* [INSTRUCTION 1]: In the rows below, retype the lines from the one containing "--target wire spoke wheel" up to and including the one containing "25 110 L 24", unchanged.

+++ PAGE +++

Well, I wouldn't say _that_ yet.

It seems less likely that the API we need will be a minor revision of the
existing clone or dedupe and more likely that it will be a complementary
API for OOB dedupe engines, or a dedupe API that takes (device,
physical, length) tuples instead of (fd, offset, length) tuples.

> > For future development I've abandoned the entire dedupe_file_range
> > approach.  I need to be able to read and dedupe the data blocks of
> > the filesystem directly without having to deal with details like which
> > files those blocks belong to, especially on filesystems with lots of
> > existing deduped blocks and snapshots. 
> 
> IOWs, your desired OOB dedupe algorithm is:
> 
> 	a) ask the filesystem where all it's file data is

Actually, it's "ask the filesystem where all the *new* file data is"
since we don't want to read any unique data twice on subsequent runs.

> 	b) read that used space to build a data hash index
> 	c) on all the data hash collisions find the owners of the
> 	   colliding blocks
> 	d) if the block data is the same dedupe it
> 
> I agree - that's a simple and effective algorithm. It's also the
> obvious solution to an expert in the field.

It's obvious, but if you literally implement that, you end up with a
filesystem shattered into billions of fragments.

At step c) I need to figure out _which_ colliding block I want to keep.
That's where the algorithm needs to inspect the higher-level file
structure to determine the physical and logical situation for each block.
That leads to one of:

	a) store the hashes and block locations in the hash table
	b) relocate the blocks (defrag)
	c) replace some blocks with a reference to other blocks (dedupe)

This sounds a bit like what xfs_fsr does (or will do?).

+++ SOURCE RECORDS +++

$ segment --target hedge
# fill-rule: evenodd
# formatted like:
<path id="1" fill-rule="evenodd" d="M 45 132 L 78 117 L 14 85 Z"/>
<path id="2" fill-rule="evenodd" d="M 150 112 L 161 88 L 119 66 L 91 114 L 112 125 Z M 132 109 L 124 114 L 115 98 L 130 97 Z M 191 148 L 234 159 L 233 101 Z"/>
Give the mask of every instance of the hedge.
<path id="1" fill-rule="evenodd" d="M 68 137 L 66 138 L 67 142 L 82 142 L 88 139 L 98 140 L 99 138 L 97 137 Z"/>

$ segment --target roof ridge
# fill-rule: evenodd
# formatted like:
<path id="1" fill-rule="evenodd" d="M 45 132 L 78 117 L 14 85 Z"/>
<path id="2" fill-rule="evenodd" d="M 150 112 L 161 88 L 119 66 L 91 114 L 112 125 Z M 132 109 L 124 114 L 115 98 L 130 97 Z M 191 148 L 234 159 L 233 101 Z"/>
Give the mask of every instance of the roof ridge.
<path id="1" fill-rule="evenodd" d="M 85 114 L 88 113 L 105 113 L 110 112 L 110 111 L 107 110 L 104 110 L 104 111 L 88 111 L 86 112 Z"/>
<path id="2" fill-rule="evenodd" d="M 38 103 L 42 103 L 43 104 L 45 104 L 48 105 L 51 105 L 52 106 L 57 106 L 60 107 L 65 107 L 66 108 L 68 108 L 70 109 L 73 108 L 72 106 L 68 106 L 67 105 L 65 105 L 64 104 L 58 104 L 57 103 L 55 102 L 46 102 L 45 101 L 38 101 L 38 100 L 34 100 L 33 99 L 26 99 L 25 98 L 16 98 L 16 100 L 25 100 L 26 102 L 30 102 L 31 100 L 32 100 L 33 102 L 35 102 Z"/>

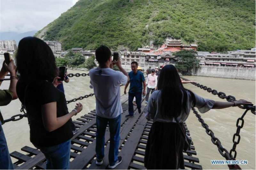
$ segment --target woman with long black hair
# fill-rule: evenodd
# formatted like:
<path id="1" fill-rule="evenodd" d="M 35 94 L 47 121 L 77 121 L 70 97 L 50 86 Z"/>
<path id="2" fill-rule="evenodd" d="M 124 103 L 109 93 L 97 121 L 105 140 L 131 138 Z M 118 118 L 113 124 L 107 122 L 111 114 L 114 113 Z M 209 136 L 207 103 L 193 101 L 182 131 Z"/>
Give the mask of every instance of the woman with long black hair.
<path id="1" fill-rule="evenodd" d="M 16 91 L 28 113 L 30 141 L 45 156 L 46 169 L 68 169 L 73 136 L 68 121 L 83 105 L 77 104 L 67 114 L 65 95 L 56 88 L 62 81 L 56 77 L 55 58 L 44 41 L 35 37 L 22 39 L 16 59 L 20 75 Z"/>
<path id="2" fill-rule="evenodd" d="M 203 113 L 211 109 L 251 103 L 244 100 L 228 102 L 204 98 L 184 88 L 172 65 L 162 69 L 157 87 L 158 90 L 152 93 L 146 109 L 146 118 L 153 122 L 144 158 L 148 169 L 185 169 L 182 152 L 185 131 L 182 122 L 188 116 L 192 106 Z"/>

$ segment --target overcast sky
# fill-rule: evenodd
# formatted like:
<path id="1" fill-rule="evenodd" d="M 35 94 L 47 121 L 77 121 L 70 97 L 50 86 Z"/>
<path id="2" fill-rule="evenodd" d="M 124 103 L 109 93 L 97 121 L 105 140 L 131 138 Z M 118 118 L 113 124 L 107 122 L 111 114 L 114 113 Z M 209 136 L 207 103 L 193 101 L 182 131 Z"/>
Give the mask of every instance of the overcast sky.
<path id="1" fill-rule="evenodd" d="M 78 0 L 0 0 L 0 31 L 38 31 Z"/>

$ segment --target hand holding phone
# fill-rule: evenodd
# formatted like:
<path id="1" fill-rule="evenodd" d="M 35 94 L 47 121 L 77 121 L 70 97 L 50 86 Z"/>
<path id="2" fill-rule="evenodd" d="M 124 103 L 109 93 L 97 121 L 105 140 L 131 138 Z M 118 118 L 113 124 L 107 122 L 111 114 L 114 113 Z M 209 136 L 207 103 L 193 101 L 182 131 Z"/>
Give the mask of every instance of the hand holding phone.
<path id="1" fill-rule="evenodd" d="M 115 60 L 116 61 L 118 60 L 118 53 L 117 52 L 114 52 L 113 55 L 113 61 Z"/>
<path id="2" fill-rule="evenodd" d="M 6 52 L 4 54 L 4 61 L 5 61 L 5 63 L 7 64 L 7 65 L 8 65 L 10 63 L 11 59 L 11 55 L 9 52 Z"/>
<path id="3" fill-rule="evenodd" d="M 59 69 L 59 77 L 60 78 L 58 79 L 58 81 L 63 81 L 64 80 L 64 77 L 65 76 L 65 71 L 66 67 L 60 67 Z"/>

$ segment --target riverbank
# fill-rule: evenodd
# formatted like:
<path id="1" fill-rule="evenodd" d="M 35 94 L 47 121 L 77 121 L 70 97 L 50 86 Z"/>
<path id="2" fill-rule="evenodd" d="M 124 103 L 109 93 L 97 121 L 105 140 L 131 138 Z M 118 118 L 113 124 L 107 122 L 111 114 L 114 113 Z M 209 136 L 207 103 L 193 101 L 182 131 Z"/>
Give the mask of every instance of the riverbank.
<path id="1" fill-rule="evenodd" d="M 189 75 L 255 80 L 255 68 L 205 66 L 193 69 Z"/>

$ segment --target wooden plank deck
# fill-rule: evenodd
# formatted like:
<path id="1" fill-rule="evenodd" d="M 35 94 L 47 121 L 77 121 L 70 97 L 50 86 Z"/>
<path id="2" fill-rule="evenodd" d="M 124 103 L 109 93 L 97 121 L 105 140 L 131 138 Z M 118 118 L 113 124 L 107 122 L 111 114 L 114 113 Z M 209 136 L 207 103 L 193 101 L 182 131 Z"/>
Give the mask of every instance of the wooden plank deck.
<path id="1" fill-rule="evenodd" d="M 144 113 L 139 114 L 136 109 L 134 117 L 127 118 L 128 114 L 128 95 L 121 97 L 123 112 L 121 120 L 121 139 L 119 143 L 119 156 L 124 159 L 116 169 L 145 169 L 144 156 L 148 133 L 153 122 L 145 118 Z M 141 110 L 146 107 L 142 102 Z M 136 108 L 136 107 L 134 107 Z M 105 156 L 103 163 L 100 166 L 95 164 L 96 112 L 91 111 L 88 114 L 82 116 L 74 121 L 79 128 L 78 132 L 71 139 L 70 151 L 70 169 L 106 169 L 108 164 L 109 147 L 109 132 L 107 128 L 105 135 Z M 189 131 L 184 124 L 186 132 Z M 202 169 L 198 164 L 199 159 L 195 157 L 196 152 L 192 143 L 191 151 L 184 152 L 186 169 Z M 15 151 L 11 153 L 11 156 L 17 159 L 14 163 L 15 169 L 45 169 L 46 159 L 39 150 L 25 146 L 21 149 L 22 153 Z"/>

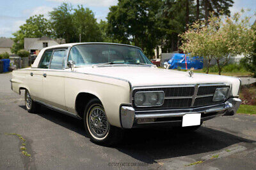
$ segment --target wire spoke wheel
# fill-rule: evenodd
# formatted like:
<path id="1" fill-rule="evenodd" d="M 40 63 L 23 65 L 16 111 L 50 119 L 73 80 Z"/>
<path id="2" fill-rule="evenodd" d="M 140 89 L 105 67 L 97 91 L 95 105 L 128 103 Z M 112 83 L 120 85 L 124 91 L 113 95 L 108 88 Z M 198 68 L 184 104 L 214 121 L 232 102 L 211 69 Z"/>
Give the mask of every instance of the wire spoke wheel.
<path id="1" fill-rule="evenodd" d="M 101 107 L 92 108 L 88 115 L 87 123 L 88 130 L 95 138 L 104 138 L 108 134 L 109 125 L 105 111 Z"/>

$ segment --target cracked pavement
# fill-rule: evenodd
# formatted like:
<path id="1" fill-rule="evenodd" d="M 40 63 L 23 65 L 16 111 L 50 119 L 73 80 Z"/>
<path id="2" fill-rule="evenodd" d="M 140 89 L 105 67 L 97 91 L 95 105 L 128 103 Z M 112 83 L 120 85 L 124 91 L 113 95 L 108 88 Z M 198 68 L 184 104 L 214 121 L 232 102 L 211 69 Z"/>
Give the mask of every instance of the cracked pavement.
<path id="1" fill-rule="evenodd" d="M 25 110 L 24 92 L 10 89 L 11 74 L 0 74 L 1 169 L 255 169 L 256 116 L 237 114 L 206 121 L 196 132 L 125 131 L 122 143 L 92 143 L 83 122 L 42 107 Z M 20 150 L 20 134 L 30 157 Z M 198 161 L 202 161 L 195 164 Z"/>

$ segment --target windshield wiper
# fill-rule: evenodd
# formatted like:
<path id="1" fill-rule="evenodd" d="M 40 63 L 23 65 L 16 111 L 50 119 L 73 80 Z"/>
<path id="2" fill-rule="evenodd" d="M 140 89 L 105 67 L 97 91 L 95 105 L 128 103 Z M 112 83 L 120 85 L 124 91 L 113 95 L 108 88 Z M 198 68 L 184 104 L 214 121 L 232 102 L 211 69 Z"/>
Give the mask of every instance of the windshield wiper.
<path id="1" fill-rule="evenodd" d="M 104 62 L 104 63 L 99 63 L 99 64 L 96 64 L 94 65 L 92 65 L 92 67 L 94 67 L 95 66 L 102 66 L 102 65 L 108 65 L 108 64 L 120 64 L 120 63 L 115 63 L 113 62 Z"/>
<path id="2" fill-rule="evenodd" d="M 145 65 L 145 66 L 152 66 L 152 67 L 156 67 L 156 65 L 150 64 L 146 64 L 146 63 L 143 63 L 143 62 L 139 62 L 139 63 L 132 63 L 131 64 L 138 64 L 138 65 Z"/>

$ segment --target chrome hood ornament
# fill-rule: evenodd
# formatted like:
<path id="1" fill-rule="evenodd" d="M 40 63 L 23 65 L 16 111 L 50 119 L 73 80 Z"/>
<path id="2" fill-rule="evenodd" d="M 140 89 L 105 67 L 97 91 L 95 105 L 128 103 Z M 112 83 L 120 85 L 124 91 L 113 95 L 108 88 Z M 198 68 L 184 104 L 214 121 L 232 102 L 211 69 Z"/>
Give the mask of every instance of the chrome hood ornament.
<path id="1" fill-rule="evenodd" d="M 194 70 L 194 68 L 192 67 L 192 68 L 190 69 L 189 71 L 188 71 L 188 73 L 189 77 L 192 77 L 193 74 L 194 74 L 193 70 Z"/>

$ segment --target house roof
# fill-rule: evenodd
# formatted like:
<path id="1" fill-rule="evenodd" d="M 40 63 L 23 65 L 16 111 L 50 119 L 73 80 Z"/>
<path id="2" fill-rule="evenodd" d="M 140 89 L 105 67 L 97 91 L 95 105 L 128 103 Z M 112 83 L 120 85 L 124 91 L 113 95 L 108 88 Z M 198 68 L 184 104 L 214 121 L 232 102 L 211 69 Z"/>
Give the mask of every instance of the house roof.
<path id="1" fill-rule="evenodd" d="M 13 41 L 8 38 L 0 38 L 0 48 L 12 48 Z"/>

+++

* [INSTRUCTION 2]:
Answer these questions from the dedupe discussion:
(a) What tuples would the alternative dedupe API take instead of (fd, offset, length) tuples?
(b) What happens to a filesystem if the obvious algorithm is implemented literally?
(c) Which tool does the last line compare this approach to?

* [TASK RESPONSE 1]:
$ segment --target wire spoke wheel
# fill-rule: evenodd
# formatted like:
<path id="1" fill-rule="evenodd" d="M 40 63 L 23 65 L 16 111 L 50 119 L 73 80 Z"/>
<path id="2" fill-rule="evenodd" d="M 140 89 L 105 67 L 97 91 L 95 105 L 128 103 Z M 112 83 L 120 85 L 124 91 L 113 95 L 108 88 Z M 198 68 L 184 104 L 214 121 L 232 102 L 211 69 Z"/>
Give the mask of every instance of the wire spoke wheel.
<path id="1" fill-rule="evenodd" d="M 101 107 L 92 108 L 88 115 L 87 123 L 88 130 L 95 138 L 104 138 L 108 134 L 109 125 L 105 111 Z"/>

$ segment --target cracked pavement
# fill-rule: evenodd
# formatted like:
<path id="1" fill-rule="evenodd" d="M 40 63 L 23 65 L 16 111 L 50 119 L 73 80 Z"/>
<path id="2" fill-rule="evenodd" d="M 140 89 L 105 67 L 97 91 L 95 105 L 128 103 Z M 112 83 L 120 85 L 124 91 L 113 95 L 108 88 Z M 198 68 L 184 104 L 214 121 L 232 102 L 211 69 Z"/>
Give the mask of every instance of the cracked pavement.
<path id="1" fill-rule="evenodd" d="M 25 110 L 24 92 L 10 89 L 11 74 L 0 74 L 1 169 L 255 169 L 256 116 L 237 114 L 206 121 L 196 132 L 125 131 L 122 143 L 92 143 L 83 122 L 42 107 Z M 20 150 L 20 134 L 30 157 Z M 198 161 L 202 161 L 195 164 Z"/>

* [TASK RESPONSE 2]:
(a) (device, physical, length) tuples
(b) It ends up shattered into billions of fragments.
(c) xfs_fsr